## Questions to answer
(A) Please repeat a part of the curriculum vitae word for word. Begin at the words "Curriculum Vitae" and stop after "predictions and recommendations.".
(B) According to the curriculum vitae, at which company and in which country did Mr Wittmann complete an internship abroad?
(C) Decide whether each statement agrees with the curriculum vitae, answering yes or no and quoting the words that decide it: (i) Mr Wittmann holds an M. Sc. in Mechanical Engineering from the Friedrich-Alexander University Erlangen-Nuremberg. (ii) From 2019 to 2024, Mr Wittmann was self-employed full-time. (iii) In 2020, Mr Wittmann worked as a research assistant at the Technical University of Denmark.

## Selected passage

════════════════

Curriculum Vitae
Maximilian Wittmann is an external PhD student and investigates how we can prepare people emotionally, socially and cognitively for collaboration with intelligent robots. His research is at the intersection of human-robotinteraction, game design and gamification, psychology, and software engineering (especially artificial intelligence (AI)). Based on empirical studies, he proposes new pathways for the responsible adoption of robots and reducing existing barriers. Mr Wittmann investigates how technology acceptance of AI-based robots can be increased, while paying attention to the risk of overtrust in the system's predictions and recommendations.
Mr Wittmann works full-time as COO Head-of-Delivery and Regulatory Project Manager at ipp Dr. Klügl. Prior to this, he worked as a product and solution security expert for secure manufacturing in factory automation at Siemens AG, as a senior consultant in the field of design control in medical technology at ipp. Dr. Klügl, and as a software developer at a medium-sized ERP software service provider in Nuremberg. From 2019 - 2024, Mr Wittmann was self-employed on a part-time basis. As part of this activity, he published books as well as online courses and coaching on the subject of Industry 4.0 and digital minimalism.
Mr Wittmann holds an M. Sc. in Mechanical Engineering and a B. Sc. in International Production Engineering and Management from the Friedrich-Alexander University Erlangen-Nuremberg. During his studies, he spent semesters abroad in Shanghai (Fudan University) and Singapore (Curtin Singapore) and completed an internship abroad at Robert Bosch GmbH in Spain. Mr Wittmann has also completed internships in industry (e.g. at ZF Friedrichshafen AG) and worked as a research assistant at several FAU institutes. In 2020, Mr Wittmann also worked as a research assistant at the Technical University of Denmark. He investigated how digital immersive technologies (e.g. VR, AR, wearables, digital twins) can be used for the therapy of stroke patients in cooperation with exoskeleton robots. He also shed light on the role these technologies play in the long-term behavioural change of patients.

════════════════

Records held in a dataset
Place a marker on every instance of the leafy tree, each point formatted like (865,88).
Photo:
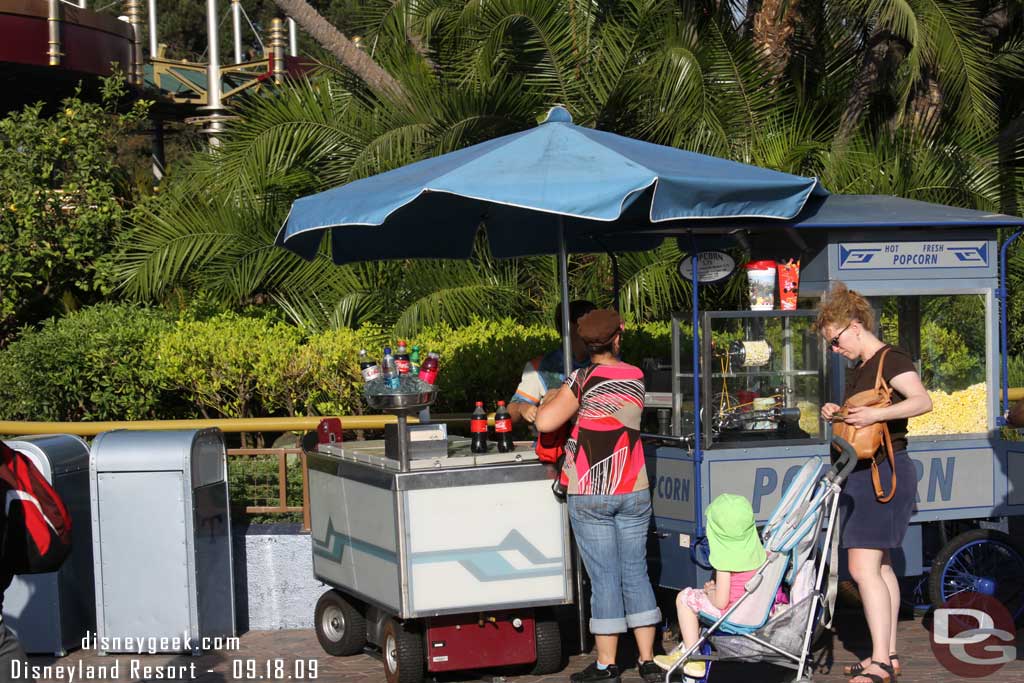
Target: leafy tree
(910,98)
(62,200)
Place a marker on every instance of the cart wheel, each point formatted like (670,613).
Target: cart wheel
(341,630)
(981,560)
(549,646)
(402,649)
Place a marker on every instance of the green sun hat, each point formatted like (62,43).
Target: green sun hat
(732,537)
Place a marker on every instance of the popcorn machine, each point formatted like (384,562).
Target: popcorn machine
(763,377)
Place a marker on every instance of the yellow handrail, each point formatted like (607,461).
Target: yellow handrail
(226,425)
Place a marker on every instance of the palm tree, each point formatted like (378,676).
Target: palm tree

════════════════

## Exercise responses
(A)
Curriculum Vitae
Maximilian Wittmann is an external PhD student and investigates how we can prepare people emotionally, socially and cognitively for collaboration with intelligent robots. His research is at the intersection of human-robotinteraction, game design and gamification, psychology, and software engineering (especially artificial intelligence (AI)). Based on empirical studies, he proposes new pathways for the responsible adoption of robots and reducing existing barriers. Mr Wittmann investigates how technology acceptance of AI-based robots can be increased, while paying attention to the risk of overtrust in the system's predictions and recommendations.

(B) At Robert Bosch GmbH in Spain.

(C)
(i) Yes: "Mr Wittmann holds an M. Sc. in Mechanical Engineering and a B. Sc. in International Production Engineering and Management from the Friedrich-Alexander University Erlangen-Nuremberg."
(ii) No: "From 2019 - 2024, Mr Wittmann was self-employed on a part-time basis."
(iii) Yes: "In 2020, Mr Wittmann also worked as a research assistant at the Technical University of Denmark."